** INFORMATION SUPPLIED **
--
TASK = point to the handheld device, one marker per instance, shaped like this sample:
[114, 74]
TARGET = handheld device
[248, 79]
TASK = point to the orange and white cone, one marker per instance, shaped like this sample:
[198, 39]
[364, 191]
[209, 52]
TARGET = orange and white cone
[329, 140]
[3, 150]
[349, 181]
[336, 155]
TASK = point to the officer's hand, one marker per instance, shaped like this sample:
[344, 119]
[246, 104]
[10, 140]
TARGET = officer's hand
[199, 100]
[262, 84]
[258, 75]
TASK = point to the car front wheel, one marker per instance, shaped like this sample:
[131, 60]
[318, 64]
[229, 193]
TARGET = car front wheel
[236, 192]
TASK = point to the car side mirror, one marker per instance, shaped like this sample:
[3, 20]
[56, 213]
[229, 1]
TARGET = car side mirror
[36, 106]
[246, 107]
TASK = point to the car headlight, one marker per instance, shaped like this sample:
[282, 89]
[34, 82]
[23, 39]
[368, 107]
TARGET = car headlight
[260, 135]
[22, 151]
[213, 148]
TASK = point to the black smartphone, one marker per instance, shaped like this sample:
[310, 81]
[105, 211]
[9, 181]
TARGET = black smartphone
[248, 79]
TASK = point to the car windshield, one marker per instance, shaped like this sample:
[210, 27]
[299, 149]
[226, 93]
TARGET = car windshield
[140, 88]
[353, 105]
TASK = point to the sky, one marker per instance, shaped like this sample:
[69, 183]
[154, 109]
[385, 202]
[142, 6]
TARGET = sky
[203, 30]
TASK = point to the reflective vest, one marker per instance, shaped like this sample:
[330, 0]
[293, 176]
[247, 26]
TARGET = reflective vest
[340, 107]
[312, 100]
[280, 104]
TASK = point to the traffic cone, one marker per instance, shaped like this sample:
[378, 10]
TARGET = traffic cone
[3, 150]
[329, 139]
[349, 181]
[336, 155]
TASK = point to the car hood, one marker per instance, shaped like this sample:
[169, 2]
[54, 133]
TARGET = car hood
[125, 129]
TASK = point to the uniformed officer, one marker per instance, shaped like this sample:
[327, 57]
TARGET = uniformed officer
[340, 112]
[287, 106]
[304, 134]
--
** TASK DESCRIPTION **
Everything from the line with "TASK = point to the sky, one" to the end of the listing above needs to be duplicated exactly, both end lines included, with nothing more.

** SOLUTION **
TASK = point to the sky, one marker per instance, shaped like this sample:
[69, 183]
[154, 109]
[385, 202]
[142, 6]
TARGET = sky
[203, 30]
TASK = point to the reflective vest, one marker per instance, shaped like this sample:
[330, 0]
[293, 176]
[247, 26]
TARGET = reflective vest
[340, 107]
[312, 100]
[280, 104]
TASK = point to the traffic cone, one marker per instance, shaped like this sample:
[378, 10]
TARGET = traffic cone
[3, 150]
[329, 139]
[349, 181]
[336, 155]
TASK = point to the car hood, one marker per instance, shaped like this sample:
[169, 2]
[54, 133]
TARGET = car hood
[125, 129]
TASK = point to the uniformed officer, one marker per instance, shaped like this sample:
[327, 57]
TARGET = uniformed officer
[340, 112]
[287, 106]
[304, 134]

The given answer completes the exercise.